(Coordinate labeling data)
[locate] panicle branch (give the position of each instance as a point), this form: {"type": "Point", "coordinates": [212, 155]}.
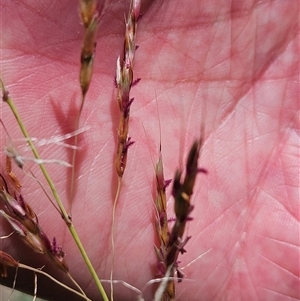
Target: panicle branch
{"type": "Point", "coordinates": [172, 244]}
{"type": "Point", "coordinates": [24, 221]}
{"type": "Point", "coordinates": [124, 82]}
{"type": "Point", "coordinates": [90, 19]}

• _GIVEN INSTRUCTION_
Rewrite all of the rows with "panicle branch" changed to "inflorescence branch" and everything else left unchanged, omitting the pictures from your answer.

• _ANSWER TO THIS EXERCISE_
[locate] inflorescence branch (give the position of each instance as a point), this form: {"type": "Point", "coordinates": [212, 155]}.
Target: inflorescence branch
{"type": "Point", "coordinates": [172, 244]}
{"type": "Point", "coordinates": [24, 221]}
{"type": "Point", "coordinates": [124, 82]}
{"type": "Point", "coordinates": [90, 19]}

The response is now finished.